It should be noted that the general purpose of the FELA is to enlarge
the remedy of railroad workers injured during the course of their employment,
and any activity which necessarily exposes said workers to dangers and
hazards incident to their employment is ordinarily covered by the Act.
What about independent contractors engaged by the railroad, are they covered
by FELA ? Not necessarily. Unless an independent contractor is considered
a "borrowed servant" or "joint servant", he is not
covered by the FELA. But this determination depends in large part upon
the particular facts and circumstances of the case, with no one factor
being determinative.
Yet another element which must be established by an FELA claimant relates
to proving negligence or a statutory violation of a safety regulation
by the defendant railroad. Here, the FELA imposes liability on a railroad
for ". . . injury or death resulting in whole or in part from the
negligence of any of the officers, agents or employees of such carrier
(railroad), or by reason of any defect or insufficiency, due to its negligence,
in its car, engines, appliances, machinery, track, roadbed, works, boats,
wharves or other equipment." While negligence is not specifically
defined in the Act, the basis for a liability finding against the railroad
can be - among other things - a breach of a statutory safety requirement
or a breach of a general duty of due care. While the degree of negligence
which must be established to support an FELA action has sometimes been
characterized as "slight" or "minimal," the ultimate
burden of proving this and the other listed elements rests entirely upon
the shoulders of the FELA claimant.
The last requirement a FELA claimant must establish is that he suffered
a physical, bodily injury or death. The FELA does not redress claims for
wrongful discharge, defamation of character, wrongful discharge or other
non- tortuous conduct which does not result in physical injury to the
claimant. The injury must be physical or, at the very least, be incident
to a physical component. Hence, there can be no recovery where a claimant
establishes only mental injury or distress.
From a procedural aspect FELA actions must generally be commenced within
three years from the day the cause of action accrues. In most cases actions
accrue on the date of the accident; however, other time constraints come
into play in cases of wrongful death. Accordingly, it is imperative that
claimants or their representatives act diligently to ensure that their
claims are asserted in a timely manner.
Other procedural considerations relate to how and where an FELA action
is commenced. While the FELA is a federal statute, an action may be brought
in any federal or state court in the district of the railroad's residence
or principal place of business, or in which the claimant resides and the
railroad is doing business at the time of the commencement of the action.

(Referring expression pointing data)
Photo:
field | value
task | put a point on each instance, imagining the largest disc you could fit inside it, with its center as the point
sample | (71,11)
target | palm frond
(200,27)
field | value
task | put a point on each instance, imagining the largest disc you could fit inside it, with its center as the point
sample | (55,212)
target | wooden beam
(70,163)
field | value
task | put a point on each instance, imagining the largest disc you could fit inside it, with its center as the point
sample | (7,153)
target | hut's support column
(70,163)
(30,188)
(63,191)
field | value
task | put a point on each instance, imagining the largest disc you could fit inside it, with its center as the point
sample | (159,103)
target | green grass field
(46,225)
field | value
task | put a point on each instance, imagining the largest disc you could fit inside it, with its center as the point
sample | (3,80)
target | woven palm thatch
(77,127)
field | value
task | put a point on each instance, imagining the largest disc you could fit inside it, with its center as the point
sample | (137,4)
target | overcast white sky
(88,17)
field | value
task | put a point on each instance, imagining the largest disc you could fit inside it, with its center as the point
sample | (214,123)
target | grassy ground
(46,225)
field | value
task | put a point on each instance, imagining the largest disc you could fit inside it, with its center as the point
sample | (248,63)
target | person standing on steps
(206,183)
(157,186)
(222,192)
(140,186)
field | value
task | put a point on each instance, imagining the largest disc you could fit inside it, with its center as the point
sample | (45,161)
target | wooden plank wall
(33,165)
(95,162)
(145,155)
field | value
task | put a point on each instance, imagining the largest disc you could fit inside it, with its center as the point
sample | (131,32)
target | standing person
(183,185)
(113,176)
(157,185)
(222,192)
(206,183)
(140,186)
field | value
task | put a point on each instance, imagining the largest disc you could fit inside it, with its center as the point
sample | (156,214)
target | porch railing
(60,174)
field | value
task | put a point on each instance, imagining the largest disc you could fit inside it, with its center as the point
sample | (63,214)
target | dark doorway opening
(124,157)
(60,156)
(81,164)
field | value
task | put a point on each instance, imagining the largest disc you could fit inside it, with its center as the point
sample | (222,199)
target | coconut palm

Required actions -
#1 Using the passage on FELA claims, condense the paragraph that begins "The last requirement a FELA claimant" into a short list that keeps its main facts.
#2 Echo the FELA passage word for word, beginning at the words "From a procedural" and stopping after "a timely manner.".

Expected results -
#1
- The last thing a FELA claimant must establish is a physical, bodily injury or death.
- The FELA does not redress claims such as wrongful discharge or defamation of character that do not result in physical injury to the claimant.
- The injury must be physical or at least incident to a physical component.
- A claimant who establishes only mental injury or distress cannot recover.

#2
From a procedural aspect FELA actions must generally be commenced within
three years from the day the cause of action accrues. In most cases actions
accrue on the date of the accident; however, other time constraints come
into play in cases of wrongful death. Accordingly, it is imperative that
claimants or their representatives act diligently to ensure that their
claims are asserted in a timely manner.